**SET PROBLEM:** Rewrite the data from the line containing "and red pinwheel" through the final line, replacing "sculpture" with "statue" and changing nothing else. Give back only those lines.

**RECORD EXCERPTS:**
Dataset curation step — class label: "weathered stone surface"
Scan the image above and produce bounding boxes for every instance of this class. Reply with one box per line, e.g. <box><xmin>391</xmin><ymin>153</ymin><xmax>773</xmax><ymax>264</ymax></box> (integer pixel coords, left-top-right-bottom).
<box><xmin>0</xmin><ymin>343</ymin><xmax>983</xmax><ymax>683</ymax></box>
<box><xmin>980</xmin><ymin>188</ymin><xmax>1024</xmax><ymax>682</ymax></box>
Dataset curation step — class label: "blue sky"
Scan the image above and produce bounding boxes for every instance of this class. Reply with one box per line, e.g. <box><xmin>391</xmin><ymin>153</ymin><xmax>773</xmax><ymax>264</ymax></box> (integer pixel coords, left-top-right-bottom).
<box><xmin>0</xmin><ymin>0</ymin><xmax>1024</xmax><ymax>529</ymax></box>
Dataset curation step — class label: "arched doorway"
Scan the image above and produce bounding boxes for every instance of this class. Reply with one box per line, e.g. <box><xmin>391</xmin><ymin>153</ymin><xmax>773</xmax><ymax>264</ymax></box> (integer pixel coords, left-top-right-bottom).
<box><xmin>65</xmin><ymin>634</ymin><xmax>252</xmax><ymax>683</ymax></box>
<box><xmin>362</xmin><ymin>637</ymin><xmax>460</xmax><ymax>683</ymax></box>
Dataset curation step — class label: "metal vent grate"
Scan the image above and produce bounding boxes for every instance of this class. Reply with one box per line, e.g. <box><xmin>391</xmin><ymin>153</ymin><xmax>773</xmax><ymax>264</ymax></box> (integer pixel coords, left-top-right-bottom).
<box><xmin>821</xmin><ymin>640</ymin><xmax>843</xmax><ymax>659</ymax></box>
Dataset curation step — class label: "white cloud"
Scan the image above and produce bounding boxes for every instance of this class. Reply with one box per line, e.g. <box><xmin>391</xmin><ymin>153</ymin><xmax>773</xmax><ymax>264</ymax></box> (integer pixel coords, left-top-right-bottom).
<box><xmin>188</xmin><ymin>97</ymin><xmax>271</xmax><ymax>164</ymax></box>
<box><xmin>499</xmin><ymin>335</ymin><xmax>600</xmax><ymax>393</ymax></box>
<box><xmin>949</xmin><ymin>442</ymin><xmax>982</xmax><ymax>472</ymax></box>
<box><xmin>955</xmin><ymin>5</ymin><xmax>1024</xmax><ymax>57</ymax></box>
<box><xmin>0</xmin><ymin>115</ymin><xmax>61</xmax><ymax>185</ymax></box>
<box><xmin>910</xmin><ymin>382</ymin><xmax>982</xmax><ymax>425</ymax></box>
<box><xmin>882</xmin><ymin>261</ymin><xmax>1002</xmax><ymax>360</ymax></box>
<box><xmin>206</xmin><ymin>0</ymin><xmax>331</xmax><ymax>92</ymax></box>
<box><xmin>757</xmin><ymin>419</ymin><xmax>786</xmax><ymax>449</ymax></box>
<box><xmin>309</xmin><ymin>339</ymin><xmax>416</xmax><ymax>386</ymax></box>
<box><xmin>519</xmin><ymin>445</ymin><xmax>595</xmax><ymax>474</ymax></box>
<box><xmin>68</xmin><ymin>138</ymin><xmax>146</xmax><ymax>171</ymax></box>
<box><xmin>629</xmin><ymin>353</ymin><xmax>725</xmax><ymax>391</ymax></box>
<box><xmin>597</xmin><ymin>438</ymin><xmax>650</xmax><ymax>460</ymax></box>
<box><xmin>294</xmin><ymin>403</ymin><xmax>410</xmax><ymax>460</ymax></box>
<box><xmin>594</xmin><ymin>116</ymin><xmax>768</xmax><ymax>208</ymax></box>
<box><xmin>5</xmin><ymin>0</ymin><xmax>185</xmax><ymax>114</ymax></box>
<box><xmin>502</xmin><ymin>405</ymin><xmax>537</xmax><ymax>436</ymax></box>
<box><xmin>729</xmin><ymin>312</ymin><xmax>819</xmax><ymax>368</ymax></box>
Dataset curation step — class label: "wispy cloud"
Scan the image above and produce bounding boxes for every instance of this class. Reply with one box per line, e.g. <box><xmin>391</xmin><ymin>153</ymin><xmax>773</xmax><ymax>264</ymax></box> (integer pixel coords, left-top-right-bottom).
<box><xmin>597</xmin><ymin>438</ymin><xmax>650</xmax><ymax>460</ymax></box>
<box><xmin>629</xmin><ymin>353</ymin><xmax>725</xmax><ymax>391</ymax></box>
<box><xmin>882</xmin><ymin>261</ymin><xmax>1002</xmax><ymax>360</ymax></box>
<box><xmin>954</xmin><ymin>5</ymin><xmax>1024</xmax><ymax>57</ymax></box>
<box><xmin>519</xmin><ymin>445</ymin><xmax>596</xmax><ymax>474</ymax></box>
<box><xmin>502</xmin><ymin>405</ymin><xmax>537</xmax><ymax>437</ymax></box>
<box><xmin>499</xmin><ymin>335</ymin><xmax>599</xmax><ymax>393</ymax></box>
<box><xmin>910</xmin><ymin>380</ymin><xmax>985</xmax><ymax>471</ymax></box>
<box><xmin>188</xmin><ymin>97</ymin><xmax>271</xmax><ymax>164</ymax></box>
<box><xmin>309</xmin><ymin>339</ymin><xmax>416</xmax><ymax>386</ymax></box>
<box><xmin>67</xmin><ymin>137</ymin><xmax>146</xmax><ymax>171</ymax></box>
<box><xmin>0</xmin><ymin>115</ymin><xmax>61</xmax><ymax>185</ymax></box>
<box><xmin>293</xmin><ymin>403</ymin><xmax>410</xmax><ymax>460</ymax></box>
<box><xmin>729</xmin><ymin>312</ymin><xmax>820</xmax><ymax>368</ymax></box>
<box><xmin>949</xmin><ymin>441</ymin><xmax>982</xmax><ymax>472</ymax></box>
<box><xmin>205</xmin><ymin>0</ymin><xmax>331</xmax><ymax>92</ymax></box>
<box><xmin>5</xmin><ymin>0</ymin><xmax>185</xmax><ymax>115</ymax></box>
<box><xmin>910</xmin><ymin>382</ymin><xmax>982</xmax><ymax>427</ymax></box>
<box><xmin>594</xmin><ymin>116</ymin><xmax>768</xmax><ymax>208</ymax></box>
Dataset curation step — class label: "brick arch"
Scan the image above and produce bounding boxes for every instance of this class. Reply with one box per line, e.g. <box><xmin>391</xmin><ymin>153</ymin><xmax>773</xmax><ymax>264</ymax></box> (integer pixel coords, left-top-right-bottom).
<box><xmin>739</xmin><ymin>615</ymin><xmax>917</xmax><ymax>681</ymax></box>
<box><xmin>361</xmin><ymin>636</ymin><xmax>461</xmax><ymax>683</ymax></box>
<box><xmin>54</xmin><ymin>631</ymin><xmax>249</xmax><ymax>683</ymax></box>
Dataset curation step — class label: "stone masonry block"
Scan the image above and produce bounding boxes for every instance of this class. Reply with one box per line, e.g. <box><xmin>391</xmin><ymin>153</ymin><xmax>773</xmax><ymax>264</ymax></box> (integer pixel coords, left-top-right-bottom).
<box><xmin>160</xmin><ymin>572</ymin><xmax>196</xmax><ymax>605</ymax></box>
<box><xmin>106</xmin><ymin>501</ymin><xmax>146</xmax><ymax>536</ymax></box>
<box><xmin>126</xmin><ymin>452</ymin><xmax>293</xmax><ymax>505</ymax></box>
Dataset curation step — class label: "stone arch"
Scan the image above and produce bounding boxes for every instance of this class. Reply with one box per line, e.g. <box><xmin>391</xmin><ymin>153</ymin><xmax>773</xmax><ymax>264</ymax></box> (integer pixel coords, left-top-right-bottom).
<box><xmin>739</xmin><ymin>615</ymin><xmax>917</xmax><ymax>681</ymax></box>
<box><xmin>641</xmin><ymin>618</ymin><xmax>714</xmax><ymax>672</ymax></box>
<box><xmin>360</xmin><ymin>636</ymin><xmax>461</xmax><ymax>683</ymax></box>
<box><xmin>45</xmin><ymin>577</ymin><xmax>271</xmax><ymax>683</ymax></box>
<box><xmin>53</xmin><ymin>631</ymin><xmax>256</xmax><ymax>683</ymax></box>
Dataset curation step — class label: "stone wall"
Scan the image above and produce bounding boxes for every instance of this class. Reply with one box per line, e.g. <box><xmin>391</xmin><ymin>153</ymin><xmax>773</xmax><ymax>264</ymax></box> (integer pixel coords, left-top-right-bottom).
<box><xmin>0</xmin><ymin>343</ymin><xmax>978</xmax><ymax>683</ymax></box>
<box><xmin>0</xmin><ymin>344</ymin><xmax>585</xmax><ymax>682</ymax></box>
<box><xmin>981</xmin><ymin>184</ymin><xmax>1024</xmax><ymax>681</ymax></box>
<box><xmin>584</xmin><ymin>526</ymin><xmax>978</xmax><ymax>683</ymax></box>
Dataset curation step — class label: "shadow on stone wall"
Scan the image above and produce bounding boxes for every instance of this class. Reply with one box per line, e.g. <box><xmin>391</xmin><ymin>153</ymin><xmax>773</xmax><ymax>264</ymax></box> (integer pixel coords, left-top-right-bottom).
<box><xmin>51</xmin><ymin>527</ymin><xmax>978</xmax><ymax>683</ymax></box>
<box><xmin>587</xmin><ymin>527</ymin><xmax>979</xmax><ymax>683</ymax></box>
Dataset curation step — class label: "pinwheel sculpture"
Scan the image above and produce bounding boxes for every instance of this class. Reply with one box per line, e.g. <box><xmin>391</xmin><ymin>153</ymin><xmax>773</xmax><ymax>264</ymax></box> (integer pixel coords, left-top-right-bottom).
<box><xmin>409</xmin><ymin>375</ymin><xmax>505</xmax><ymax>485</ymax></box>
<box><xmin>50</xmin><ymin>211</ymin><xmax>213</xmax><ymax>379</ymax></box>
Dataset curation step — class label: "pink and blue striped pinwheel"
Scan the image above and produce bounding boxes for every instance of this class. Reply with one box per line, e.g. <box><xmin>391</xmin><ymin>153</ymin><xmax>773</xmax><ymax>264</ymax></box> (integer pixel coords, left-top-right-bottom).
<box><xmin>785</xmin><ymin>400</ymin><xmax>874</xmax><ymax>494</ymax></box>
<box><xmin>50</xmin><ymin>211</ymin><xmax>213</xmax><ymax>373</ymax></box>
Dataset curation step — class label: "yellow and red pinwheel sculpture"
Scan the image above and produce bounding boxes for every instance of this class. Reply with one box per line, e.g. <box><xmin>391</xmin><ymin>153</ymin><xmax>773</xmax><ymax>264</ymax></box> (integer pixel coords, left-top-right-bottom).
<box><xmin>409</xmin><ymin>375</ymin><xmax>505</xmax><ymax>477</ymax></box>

**WRITTEN ANSWER:**
Dataset curation step — class label: "yellow and red pinwheel statue"
Scan the image above and produce bounding boxes for every instance of this class. Reply with one box per line, e.g. <box><xmin>391</xmin><ymin>153</ymin><xmax>773</xmax><ymax>264</ymax></box> (integer pixel coords, left-top-right-bottom).
<box><xmin>409</xmin><ymin>375</ymin><xmax>505</xmax><ymax>477</ymax></box>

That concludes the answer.